### Your tasks:
1: Give every costume or character that the post below describes with the word "sexy."
2: Summarize the post below in two sentences.
3: Write a continuation of the post below about Halloween and Howard Homecoming, picking up after its final sentence.

I should be more excited about Halloween. I really should. At 23, I’m still young enough to anticipate an excuse to dress ridiculous, drink, steal candy from unsuspecting children and hit on the one girl dressed as the sexy ventriloquist (or maybe one of the hundred sexy cats walking around). The truth is: I just don’t care anymore about this day anymore. You would think that after growing up never going trick or treating—well, maybe twice—I would live for this holiday once I got to college, but the opposite happened. Halloween came to be a reminder of not having enough good memories from childhood and a reminder that I’m always too broke to get a costume, so as a result I just stopped caring. I try to have a good time on this holiday but… meh, who gives a shit, just hand me candy already. I mean it’s cool for kids who go trick or treating from door to door but as an adult, unless you’re spending the night with good friends, you’re stuck going to bars and parties on what might be the douchiest night of the year. A night where alcohol, costumes and debauchery are used as excuses to out asshole each other, all in the name of having a “good time” and hooking up with sexy Dora The Explorer. Frankly I can do without it, I don’t need an excuse to drink and I’m not interested in almost getting into a fight with someone’s drunk bro just because I was staring at his girlfriend’s sexy hippopotamus costume a little bit too long; not to mention, I’m not looking to answer the “where’s your costume” question 50 million times in one night. Maybe, if I was in a relationship, I’d be willing to do the couple thing and be the Sherman to her sexy Mr. Peabody but until that day comes I’m just not interested in going out on this night. However, if you’re in DC, keep an eye out and you might see me circulating the streets. I’ll be in my sexy nuclear physicist costume, or maybe I’ll just pull an Adam Sandler move throughout the night.

Last weekend was Howard Homecoming so, as always, ratchetry was aplenty and there was a whole lot of frontin going on. Luckily for me, I got to spend the weekend not overpaying for parties with too many people in them by photographing for D’usse Cognac. For the uninformed, D’usse is a new dark liquor specialty spearheaded by Jay-Z; it’s strong, yet sweet and the bottle will make anyone look like they’re on some serious king shit.  Case in point:


Thursday night was spent at The Park on Fourteenth. A four-story club that looks extravagant and parties without abandon. Over the top? Maybe, Bougie as hell? Definitely but fun all the same. I spent the entire night–from happy hour at 6, to last call at 1:50–behind the lens capturing the party, taking pictures for the D’usse brand and pushing my way into VIP where Wale and self-made mogul Ken Burns were located. By the way, in a city like DC, where you’re only as relevant in the black community as whatever status you hold, I definitely felt pretty damn gangster brand dropping anytime someone tried to check me about who I was photographing for–easily the best, subtle middle finger to people.

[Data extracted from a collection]
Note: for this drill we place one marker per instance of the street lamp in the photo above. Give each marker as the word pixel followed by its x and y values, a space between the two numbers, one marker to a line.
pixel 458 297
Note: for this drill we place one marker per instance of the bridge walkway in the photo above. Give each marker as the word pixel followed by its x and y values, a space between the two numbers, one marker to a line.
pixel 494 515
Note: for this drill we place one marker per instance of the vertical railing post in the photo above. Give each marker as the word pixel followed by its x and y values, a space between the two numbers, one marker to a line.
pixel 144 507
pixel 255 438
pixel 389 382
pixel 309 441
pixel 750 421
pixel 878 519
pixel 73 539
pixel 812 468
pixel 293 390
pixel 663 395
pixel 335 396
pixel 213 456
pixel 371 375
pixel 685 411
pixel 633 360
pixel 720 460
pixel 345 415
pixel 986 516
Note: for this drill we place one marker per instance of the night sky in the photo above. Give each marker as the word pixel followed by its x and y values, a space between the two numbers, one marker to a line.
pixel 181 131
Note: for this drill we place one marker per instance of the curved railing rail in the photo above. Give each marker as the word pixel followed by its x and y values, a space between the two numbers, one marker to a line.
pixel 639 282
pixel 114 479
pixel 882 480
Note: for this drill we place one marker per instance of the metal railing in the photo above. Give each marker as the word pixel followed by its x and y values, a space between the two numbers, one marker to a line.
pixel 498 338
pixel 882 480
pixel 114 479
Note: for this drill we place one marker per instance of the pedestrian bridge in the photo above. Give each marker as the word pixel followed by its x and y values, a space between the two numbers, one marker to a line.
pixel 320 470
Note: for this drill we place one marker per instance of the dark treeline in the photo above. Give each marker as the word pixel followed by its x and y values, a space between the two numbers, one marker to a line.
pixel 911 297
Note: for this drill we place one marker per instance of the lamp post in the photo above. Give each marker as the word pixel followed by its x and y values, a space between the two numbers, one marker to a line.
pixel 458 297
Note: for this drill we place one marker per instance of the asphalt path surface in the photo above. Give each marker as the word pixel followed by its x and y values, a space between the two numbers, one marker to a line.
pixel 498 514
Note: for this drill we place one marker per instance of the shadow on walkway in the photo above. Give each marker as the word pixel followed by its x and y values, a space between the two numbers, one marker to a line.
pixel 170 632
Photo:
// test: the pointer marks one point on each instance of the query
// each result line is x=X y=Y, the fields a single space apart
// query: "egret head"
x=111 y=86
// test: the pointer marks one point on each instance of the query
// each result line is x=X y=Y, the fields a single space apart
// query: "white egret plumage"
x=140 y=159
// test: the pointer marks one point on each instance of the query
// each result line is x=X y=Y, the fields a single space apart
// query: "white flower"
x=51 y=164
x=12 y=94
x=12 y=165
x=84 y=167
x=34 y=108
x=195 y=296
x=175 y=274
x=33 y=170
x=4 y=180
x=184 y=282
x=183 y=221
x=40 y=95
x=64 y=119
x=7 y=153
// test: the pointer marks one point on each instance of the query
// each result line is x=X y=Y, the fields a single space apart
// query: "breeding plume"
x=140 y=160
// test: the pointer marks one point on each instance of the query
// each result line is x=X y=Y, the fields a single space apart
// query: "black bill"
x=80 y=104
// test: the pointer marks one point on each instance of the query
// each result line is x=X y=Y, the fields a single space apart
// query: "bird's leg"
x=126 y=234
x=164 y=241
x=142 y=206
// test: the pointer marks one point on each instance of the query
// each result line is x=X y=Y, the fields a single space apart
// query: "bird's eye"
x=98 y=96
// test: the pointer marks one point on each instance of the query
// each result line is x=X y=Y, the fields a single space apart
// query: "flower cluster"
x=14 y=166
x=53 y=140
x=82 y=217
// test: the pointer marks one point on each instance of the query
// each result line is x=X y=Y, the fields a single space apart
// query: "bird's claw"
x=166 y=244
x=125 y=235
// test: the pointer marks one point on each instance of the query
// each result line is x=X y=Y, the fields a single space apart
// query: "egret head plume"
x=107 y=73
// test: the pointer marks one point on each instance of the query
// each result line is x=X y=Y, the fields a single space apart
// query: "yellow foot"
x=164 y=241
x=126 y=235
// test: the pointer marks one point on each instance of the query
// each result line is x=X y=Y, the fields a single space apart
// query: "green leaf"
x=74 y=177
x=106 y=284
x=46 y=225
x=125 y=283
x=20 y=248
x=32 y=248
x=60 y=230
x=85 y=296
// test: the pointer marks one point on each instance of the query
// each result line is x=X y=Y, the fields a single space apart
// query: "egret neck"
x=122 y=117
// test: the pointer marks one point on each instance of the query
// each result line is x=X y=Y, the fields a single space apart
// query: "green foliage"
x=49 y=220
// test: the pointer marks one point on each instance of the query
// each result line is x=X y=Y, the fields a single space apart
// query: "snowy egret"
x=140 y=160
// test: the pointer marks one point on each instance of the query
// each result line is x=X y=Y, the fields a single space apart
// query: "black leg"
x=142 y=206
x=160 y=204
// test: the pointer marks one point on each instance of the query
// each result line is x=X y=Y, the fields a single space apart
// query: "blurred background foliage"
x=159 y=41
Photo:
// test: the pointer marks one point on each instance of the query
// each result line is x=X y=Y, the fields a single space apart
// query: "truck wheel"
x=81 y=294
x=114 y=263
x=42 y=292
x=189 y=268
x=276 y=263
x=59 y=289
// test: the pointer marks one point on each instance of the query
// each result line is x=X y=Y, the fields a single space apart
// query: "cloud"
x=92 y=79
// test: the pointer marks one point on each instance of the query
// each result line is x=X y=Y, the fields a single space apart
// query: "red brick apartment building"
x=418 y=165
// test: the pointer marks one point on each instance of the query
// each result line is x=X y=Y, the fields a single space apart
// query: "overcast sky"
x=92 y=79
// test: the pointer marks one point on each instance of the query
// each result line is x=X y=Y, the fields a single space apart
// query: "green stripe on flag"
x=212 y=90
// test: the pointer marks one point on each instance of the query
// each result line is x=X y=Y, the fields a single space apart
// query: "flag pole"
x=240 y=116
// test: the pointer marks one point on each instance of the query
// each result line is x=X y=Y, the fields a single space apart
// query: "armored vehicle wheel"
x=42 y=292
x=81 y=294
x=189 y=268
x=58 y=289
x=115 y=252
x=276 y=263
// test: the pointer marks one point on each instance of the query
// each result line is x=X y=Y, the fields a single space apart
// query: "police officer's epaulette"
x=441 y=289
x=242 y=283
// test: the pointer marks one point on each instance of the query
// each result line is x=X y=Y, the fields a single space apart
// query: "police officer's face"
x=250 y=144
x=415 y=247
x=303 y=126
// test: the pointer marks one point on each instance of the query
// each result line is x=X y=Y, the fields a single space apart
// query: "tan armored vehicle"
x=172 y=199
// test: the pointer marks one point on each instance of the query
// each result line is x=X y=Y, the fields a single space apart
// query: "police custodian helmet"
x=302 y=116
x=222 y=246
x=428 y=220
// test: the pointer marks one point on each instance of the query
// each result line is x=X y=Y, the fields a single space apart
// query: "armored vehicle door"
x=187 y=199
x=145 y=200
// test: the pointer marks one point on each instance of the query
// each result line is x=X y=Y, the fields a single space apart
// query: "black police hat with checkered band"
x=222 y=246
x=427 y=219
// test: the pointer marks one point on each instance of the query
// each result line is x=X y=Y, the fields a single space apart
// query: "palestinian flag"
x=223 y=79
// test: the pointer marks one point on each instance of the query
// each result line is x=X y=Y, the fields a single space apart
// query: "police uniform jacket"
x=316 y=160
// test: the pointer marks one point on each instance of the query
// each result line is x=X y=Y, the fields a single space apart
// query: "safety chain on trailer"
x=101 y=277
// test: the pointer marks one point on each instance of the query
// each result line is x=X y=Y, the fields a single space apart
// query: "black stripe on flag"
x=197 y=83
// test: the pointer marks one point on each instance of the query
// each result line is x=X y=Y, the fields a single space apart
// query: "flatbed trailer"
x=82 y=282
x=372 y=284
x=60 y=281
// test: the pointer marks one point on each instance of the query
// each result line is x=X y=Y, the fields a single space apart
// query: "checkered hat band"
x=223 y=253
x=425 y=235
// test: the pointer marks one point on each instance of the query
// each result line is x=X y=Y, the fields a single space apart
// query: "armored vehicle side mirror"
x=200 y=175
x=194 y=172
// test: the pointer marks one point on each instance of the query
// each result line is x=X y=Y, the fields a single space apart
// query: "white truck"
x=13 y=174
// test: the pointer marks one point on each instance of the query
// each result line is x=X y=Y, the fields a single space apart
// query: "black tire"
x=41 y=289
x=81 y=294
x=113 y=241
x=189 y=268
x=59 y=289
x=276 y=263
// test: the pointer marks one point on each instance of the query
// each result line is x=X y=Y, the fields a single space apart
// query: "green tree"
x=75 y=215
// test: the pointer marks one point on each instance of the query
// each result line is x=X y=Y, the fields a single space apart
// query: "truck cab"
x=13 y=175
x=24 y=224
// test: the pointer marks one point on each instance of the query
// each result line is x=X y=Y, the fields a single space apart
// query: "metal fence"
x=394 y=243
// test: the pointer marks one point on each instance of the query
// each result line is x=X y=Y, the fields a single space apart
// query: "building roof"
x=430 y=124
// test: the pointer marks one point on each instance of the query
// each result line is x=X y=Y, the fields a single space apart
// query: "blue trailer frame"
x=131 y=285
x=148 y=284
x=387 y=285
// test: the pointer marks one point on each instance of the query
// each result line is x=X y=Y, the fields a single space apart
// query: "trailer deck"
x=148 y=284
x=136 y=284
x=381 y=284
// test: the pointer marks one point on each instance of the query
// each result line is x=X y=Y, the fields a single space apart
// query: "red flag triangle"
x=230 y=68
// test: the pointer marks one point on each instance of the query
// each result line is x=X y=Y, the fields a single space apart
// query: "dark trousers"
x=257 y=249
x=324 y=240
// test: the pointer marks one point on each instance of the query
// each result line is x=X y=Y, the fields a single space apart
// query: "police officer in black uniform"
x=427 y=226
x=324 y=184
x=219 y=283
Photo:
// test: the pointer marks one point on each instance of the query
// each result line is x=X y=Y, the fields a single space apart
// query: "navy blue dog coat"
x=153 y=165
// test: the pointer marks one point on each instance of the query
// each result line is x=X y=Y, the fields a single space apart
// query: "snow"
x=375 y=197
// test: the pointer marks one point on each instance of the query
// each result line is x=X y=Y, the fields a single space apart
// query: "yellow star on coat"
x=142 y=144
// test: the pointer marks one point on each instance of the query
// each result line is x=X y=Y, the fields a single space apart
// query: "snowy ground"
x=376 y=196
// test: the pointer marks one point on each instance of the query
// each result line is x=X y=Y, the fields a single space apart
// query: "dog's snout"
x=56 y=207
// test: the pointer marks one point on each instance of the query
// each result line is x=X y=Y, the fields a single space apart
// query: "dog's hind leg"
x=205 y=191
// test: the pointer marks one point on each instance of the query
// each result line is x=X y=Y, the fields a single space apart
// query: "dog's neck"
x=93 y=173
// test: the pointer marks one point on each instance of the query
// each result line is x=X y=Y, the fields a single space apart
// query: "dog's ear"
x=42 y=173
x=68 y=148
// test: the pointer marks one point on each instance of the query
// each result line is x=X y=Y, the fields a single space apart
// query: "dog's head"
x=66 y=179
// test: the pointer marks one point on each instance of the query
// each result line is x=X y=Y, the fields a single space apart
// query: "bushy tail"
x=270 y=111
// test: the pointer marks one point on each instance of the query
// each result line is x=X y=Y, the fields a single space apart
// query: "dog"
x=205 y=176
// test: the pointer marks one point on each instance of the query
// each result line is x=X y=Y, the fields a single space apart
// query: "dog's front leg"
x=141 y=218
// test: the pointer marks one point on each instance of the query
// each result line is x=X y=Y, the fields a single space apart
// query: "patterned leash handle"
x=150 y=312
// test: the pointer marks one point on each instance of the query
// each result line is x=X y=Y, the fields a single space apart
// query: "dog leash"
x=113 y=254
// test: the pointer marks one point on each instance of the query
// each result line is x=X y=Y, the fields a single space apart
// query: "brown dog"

### Answer list:
1:
- sexy ventriloquist
- sexy cats
- sexy Dora The Explorer
- sexy hippopotamus costume
- sexy Mr. Peabody
- sexy nuclear physicist costume

2: At 23, the writer has stopped caring about Halloween, because it recalls too few good childhood memories and being too broke for a costume, and because going out that night means bars and parties full of drunken debauchery. Over Howard Homecoming weekend, the writer photographed for D'usse Cognac, spending Thursday night from happy hour to last call at The Park on Fourteenth, where Wale and Ken Burns were in VIP.

3:
So many feelings come to mind when thinking about the Stadium gentleman’s club in DC. What should be a happy place intended to showcase the premier acrobatics of well-built clothes-averse glitter painted machines–seriously, they’re machines, machines designed for twerking–is usually ruined by large crowds and overpriced drinks. When it came to Saturday night during Howard Homecoming, just about everyone in the city tried their best to push their way in; this of courseled to shoving, pushing, arguments and the fire marshall making sure the huge parade of people still trying to get in were left out in the cold–including myself and the D’usse brand manager, Elaine. Sucks but I mean, you make the best of it, and with an outdoor tent filled with more drinks and performances from kings of hood music, Pastor Troy and Yo Gotti, how much can you really complain? Plus I got to meet Memphis fucking Bleek; my quest to meet the original rock-a-fella all-stars is now slightly more complete.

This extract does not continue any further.